| Instructions for the task |
Pick out each line in the rows below that contains the word "stone" and copy those lines.

-- start of Provided records --

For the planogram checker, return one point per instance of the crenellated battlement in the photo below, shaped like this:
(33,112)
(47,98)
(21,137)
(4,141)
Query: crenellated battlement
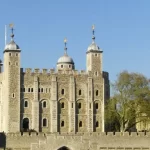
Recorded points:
(100,134)
(53,71)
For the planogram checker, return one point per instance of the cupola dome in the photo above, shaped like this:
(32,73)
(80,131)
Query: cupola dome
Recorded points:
(93,46)
(12,46)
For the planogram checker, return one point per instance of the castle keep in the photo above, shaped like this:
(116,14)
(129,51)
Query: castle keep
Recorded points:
(64,107)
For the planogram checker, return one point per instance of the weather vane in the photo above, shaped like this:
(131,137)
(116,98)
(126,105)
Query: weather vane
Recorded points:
(93,30)
(65,41)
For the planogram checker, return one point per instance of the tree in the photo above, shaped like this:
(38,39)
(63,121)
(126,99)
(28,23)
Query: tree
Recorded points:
(130,103)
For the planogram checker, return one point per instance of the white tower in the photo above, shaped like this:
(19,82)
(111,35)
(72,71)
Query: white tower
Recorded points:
(11,121)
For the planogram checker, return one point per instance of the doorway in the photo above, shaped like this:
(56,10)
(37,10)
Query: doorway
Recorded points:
(25,124)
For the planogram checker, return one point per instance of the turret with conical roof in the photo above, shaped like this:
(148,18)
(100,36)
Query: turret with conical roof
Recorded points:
(94,56)
(65,62)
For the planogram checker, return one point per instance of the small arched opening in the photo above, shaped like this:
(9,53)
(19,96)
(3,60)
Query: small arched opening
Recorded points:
(25,124)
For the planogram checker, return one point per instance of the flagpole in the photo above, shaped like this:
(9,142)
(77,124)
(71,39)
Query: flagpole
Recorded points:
(5,34)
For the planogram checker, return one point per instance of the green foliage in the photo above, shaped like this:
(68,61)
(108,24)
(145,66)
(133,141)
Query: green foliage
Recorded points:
(130,102)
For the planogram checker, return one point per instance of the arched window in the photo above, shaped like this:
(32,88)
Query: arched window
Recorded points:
(26,104)
(44,122)
(62,105)
(96,105)
(79,105)
(31,89)
(25,124)
(44,104)
(79,92)
(96,92)
(80,124)
(62,91)
(62,123)
(97,124)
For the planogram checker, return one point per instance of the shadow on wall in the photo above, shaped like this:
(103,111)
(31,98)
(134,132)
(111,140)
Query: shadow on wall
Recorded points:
(2,140)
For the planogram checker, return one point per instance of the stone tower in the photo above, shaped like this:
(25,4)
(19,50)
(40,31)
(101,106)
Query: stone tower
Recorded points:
(94,57)
(12,86)
(95,90)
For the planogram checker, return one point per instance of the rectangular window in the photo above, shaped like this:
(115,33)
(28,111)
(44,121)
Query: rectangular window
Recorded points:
(13,95)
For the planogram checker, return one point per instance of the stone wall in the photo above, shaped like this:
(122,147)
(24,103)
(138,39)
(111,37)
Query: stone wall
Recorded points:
(86,141)
(39,86)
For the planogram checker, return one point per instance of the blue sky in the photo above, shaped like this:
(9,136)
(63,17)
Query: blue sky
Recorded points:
(122,31)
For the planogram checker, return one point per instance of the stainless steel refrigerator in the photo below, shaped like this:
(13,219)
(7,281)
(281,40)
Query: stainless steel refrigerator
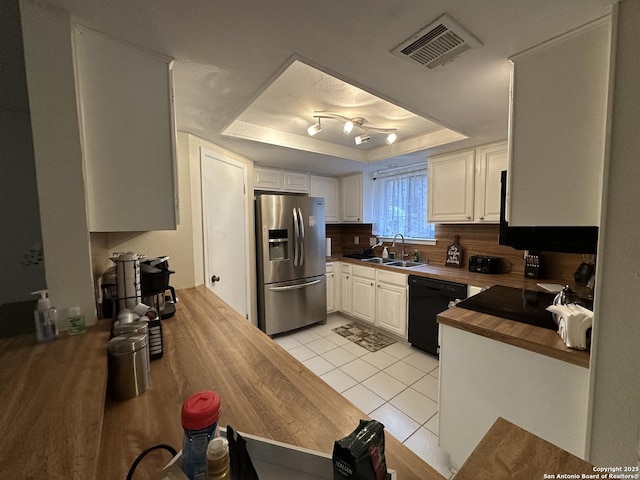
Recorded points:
(291,262)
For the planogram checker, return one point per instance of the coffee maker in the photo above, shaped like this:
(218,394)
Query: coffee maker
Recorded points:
(154,280)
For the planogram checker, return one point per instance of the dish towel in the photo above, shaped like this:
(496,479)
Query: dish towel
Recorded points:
(573,323)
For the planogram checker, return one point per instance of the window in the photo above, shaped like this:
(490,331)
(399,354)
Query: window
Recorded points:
(400,203)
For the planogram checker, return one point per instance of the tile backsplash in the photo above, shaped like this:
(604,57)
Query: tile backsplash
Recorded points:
(474,240)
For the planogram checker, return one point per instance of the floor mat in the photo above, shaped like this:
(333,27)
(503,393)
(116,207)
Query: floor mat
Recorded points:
(364,336)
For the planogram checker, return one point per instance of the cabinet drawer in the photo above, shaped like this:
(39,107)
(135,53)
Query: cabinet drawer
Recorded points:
(393,278)
(364,272)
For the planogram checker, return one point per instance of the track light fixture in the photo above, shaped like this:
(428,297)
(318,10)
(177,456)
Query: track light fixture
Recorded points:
(360,139)
(315,128)
(350,124)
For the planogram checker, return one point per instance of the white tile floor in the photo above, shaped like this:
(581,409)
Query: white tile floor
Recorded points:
(397,385)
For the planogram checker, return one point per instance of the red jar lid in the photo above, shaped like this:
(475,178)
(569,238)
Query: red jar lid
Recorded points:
(200,410)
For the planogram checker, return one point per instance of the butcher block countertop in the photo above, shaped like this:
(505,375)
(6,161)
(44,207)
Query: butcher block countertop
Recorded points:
(56,424)
(264,392)
(462,275)
(532,338)
(507,452)
(53,397)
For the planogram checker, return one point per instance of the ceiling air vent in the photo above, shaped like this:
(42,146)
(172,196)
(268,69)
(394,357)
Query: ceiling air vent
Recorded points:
(437,44)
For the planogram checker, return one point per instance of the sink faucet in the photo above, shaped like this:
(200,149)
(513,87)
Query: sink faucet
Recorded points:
(394,244)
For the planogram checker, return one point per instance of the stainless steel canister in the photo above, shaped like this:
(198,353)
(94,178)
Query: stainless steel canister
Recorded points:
(128,366)
(138,327)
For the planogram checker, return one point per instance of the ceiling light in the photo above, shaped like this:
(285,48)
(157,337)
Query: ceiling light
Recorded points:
(392,137)
(315,128)
(360,139)
(350,124)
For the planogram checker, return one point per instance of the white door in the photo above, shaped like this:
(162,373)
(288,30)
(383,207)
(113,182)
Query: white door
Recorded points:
(225,213)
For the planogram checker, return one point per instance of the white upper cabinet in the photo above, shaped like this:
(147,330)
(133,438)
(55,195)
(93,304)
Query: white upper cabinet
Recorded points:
(558,129)
(451,187)
(329,189)
(296,182)
(491,160)
(464,187)
(357,198)
(125,98)
(265,178)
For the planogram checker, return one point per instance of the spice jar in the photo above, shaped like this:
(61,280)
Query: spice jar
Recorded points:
(200,423)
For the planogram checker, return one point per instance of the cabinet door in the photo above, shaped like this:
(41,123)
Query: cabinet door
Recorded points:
(391,308)
(352,199)
(125,98)
(296,182)
(451,187)
(364,299)
(267,178)
(329,189)
(490,161)
(346,288)
(331,305)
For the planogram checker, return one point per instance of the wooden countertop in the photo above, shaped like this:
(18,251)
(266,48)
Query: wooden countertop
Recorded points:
(536,339)
(264,392)
(53,397)
(507,452)
(462,275)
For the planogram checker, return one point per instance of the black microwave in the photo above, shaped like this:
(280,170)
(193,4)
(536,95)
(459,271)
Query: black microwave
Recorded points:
(544,238)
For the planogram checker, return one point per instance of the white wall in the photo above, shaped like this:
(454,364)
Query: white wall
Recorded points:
(58,157)
(615,371)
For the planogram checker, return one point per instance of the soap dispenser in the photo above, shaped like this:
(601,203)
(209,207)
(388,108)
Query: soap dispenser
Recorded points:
(45,317)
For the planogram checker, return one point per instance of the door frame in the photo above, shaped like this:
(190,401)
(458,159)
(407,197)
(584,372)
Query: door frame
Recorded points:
(220,157)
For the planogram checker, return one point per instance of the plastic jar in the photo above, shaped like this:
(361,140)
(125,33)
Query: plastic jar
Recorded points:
(218,467)
(200,423)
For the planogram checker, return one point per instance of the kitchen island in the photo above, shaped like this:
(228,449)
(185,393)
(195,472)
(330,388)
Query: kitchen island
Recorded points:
(493,367)
(56,423)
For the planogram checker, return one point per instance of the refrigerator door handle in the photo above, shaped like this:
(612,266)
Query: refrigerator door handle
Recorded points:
(294,287)
(301,220)
(296,229)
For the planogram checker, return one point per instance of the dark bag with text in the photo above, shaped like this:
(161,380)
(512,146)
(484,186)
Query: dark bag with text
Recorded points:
(360,455)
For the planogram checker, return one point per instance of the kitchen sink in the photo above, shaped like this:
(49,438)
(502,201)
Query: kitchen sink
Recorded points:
(379,260)
(405,263)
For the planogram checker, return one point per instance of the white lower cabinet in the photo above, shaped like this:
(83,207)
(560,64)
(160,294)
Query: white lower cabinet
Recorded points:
(376,296)
(346,288)
(391,306)
(330,275)
(364,293)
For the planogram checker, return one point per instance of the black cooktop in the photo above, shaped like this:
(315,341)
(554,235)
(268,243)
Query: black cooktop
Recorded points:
(526,306)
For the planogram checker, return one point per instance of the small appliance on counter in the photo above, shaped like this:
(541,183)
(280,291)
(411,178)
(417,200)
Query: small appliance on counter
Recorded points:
(533,264)
(485,264)
(154,281)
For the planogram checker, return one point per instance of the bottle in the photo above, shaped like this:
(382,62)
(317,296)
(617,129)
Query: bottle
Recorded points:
(45,317)
(218,466)
(75,321)
(200,422)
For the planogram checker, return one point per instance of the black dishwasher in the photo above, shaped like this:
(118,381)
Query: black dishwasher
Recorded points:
(427,298)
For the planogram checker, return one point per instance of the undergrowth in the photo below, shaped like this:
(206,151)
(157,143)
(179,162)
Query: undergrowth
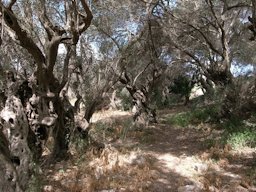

-- end of Provided records --

| Solved exercise |
For the planogram checker, return one point per instance of the stone tower in the photo above, shaped like this:
Query: stone tower
For the planogram checker, return one point per instance of the stone wall in the photo above, shaped like this:
Query: stone wall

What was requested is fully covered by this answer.